▶ **Teks Sumber**:
Oleh Muhajir Al-Fairusy*
Setelah perang yang tak kunjung henti, dan tsunami tiba yang selalu dijadikan garis menghitung tempo zaman oleh manusia Aceh, tak ada yang dapat dibanggakan dari negeri Otsus ini selain mie aceh dan kopi. Meskipun ada wacana Syariat Islam dan kenangan konflik, itupun dirampas oleh para politisi mendongkrak elektabilitas, dan para peneliti sosial serta akademisi dalam dan luar Aceh, sekadar dipublikasi dalam bentuk karya ilmiah guna menunjang prestasi akademik. Pada saat bersamaan, sabu-sabu dari data dan cerita hilir mudik masuk ke kampung-kampung, belum lagi fenomena chipisasi yang kian horor menghantui. Fatwa MPU, tempat perkumpulan para ulama melarang chip, dipecundangi.
Ajang MTQ yang diharap mampu mendongkrak marwah Aceh mengingat tersimpan aura Syaria Islam di sana, juga kian sering kandas. Tak henti-hentinya “ujian” bagi negeri yang pernah menaklukkan Malaka pada abad ke-16 M, kini Aceh distigma sebagai provinsi termiskin di Kepulauan Sumatera. Kawasan yang dulunya hampir sebagian besar dikuasai dan ditaklukkan Aceh dalam menyebar agama dan mengamankan kekuasaannya. Seperti yang diungkapkan guru besar Anthropologi UGM, hari ini kemashuran Aceh sebagai pusat perdaban Islam dan pendidikan telah menjadi dongeng, Aceh menduduki provinsi papan bawah dari 35 Provinsi di Indonesia.

▶ **Data Tersedia**:
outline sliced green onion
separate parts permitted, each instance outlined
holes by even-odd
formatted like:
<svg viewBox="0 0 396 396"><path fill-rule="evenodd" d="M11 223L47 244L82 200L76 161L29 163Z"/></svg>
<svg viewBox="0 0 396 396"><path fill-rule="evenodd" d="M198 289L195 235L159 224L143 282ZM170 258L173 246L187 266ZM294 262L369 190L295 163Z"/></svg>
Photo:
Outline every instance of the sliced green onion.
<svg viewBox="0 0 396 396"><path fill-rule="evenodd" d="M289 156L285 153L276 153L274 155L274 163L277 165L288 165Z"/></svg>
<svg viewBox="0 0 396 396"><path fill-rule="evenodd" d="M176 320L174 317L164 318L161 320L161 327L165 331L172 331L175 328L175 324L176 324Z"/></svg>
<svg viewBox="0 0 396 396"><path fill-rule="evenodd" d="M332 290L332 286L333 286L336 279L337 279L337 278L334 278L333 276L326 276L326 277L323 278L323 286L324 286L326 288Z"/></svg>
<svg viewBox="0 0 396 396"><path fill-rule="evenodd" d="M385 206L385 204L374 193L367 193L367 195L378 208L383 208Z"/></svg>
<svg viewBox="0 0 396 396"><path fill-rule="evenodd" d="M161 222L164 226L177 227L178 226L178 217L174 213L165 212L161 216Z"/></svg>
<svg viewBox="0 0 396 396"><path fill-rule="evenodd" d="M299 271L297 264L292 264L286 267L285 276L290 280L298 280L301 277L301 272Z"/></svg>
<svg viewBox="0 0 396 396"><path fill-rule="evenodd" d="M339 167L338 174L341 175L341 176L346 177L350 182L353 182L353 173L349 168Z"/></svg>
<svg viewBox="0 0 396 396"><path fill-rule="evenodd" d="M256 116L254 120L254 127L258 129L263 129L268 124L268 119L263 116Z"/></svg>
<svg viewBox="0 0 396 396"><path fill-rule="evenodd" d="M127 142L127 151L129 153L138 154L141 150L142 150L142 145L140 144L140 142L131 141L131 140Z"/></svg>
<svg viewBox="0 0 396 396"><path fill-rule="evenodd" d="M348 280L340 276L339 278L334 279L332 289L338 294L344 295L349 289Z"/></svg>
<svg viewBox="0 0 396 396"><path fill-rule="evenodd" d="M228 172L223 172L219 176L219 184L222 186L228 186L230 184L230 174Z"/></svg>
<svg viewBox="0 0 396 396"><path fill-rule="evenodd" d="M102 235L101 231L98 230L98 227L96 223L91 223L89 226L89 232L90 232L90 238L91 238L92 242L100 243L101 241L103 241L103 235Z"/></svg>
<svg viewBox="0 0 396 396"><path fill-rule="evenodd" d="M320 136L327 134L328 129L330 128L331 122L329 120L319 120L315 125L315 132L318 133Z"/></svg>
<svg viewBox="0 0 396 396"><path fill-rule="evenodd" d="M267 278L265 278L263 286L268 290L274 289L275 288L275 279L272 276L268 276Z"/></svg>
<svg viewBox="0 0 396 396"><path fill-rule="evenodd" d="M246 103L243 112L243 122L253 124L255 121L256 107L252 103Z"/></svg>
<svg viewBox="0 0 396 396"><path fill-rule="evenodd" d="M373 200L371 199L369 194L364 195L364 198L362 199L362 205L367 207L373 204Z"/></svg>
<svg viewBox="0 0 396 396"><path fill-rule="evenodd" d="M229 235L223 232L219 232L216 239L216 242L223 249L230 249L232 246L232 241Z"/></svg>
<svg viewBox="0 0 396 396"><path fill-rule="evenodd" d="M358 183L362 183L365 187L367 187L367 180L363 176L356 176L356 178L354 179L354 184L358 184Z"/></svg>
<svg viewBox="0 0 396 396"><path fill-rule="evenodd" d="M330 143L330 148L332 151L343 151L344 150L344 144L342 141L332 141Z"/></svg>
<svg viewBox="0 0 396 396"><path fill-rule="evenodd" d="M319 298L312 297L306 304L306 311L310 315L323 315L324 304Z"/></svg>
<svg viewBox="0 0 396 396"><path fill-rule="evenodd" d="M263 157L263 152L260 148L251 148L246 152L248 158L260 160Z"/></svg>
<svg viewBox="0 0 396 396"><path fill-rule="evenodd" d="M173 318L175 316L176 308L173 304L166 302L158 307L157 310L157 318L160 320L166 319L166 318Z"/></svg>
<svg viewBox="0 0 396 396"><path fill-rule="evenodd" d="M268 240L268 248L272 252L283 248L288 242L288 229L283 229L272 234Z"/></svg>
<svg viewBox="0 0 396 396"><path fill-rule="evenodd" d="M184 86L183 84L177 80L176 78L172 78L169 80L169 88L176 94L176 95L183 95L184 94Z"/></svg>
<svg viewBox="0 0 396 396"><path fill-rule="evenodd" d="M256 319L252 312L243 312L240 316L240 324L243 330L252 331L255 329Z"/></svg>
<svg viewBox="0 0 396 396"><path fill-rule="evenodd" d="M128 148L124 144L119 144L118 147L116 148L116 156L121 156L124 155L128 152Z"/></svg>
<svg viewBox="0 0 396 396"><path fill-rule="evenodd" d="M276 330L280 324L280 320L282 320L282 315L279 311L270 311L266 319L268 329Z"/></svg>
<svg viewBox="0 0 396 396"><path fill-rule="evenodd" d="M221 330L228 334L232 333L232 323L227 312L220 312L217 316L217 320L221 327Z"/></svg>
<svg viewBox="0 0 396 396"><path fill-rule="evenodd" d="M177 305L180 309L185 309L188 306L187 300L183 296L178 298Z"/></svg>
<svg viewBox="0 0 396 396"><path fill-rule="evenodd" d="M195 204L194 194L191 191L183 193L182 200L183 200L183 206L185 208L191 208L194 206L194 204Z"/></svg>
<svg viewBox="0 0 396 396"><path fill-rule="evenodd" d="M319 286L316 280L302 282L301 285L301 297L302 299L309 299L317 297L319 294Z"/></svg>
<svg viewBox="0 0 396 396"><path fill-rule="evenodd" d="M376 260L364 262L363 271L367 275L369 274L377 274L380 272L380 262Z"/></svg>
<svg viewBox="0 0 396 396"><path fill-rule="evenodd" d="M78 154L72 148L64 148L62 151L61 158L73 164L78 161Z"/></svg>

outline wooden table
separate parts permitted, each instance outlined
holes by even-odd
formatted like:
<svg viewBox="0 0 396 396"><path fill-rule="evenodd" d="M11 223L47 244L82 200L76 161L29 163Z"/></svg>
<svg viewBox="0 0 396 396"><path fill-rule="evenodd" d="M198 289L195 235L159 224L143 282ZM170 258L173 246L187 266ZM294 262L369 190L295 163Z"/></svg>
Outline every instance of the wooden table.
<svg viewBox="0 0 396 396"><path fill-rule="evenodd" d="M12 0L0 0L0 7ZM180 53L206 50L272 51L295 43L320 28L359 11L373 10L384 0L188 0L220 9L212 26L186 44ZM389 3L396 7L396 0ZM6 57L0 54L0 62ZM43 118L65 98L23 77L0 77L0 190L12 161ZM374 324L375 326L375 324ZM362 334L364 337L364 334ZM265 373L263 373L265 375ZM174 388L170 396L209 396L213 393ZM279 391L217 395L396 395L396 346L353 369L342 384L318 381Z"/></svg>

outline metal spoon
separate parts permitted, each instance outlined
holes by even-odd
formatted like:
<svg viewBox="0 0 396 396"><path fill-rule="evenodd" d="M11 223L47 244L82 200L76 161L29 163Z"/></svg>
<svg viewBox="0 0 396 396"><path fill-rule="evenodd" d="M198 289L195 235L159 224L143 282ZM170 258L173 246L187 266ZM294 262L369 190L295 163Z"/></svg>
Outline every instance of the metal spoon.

▶ **Tugas Tertulis**: Lanjutkan tulisan tentang keadaan Aceh ini setelah kalimat terakhirnya. Baris-baris data tidak diperlukan di sini.

▶ **Soal Terjawab**:
Guna mengobati “kurap” yang kini menggorogoti hampir seluruh sendi kehidupan Aceh di tengah limpahan dana otsus yang mencapai 8 triliun saban tahun, para penguasa tak kehilangan cara, mereka mengoles obat gatal, seperti dengan menempel tulisan Aceh Hebat di badan-badan armada kapal laut. Strategi ini seperti sihir yang kerap dipakai tukang obat kaki lima. Memang, tidak sembuh, tapi setidaknya menjadi pereda gatal yang kian akut dengan munculnya jenis “kurap baru” bernama kemiskinan. Tak berhenti di situ, mereka juga menuduh rokok yang pernah dijadikan simbol perlawanan dulu saat konflik dengan adigium “sibak rukok teuk” sebagai pemicu kemiskinan. Sontak para perokok kalang kabut mendapat sorotan ini. Bingung, otsus melimpah, tembakau kena getah.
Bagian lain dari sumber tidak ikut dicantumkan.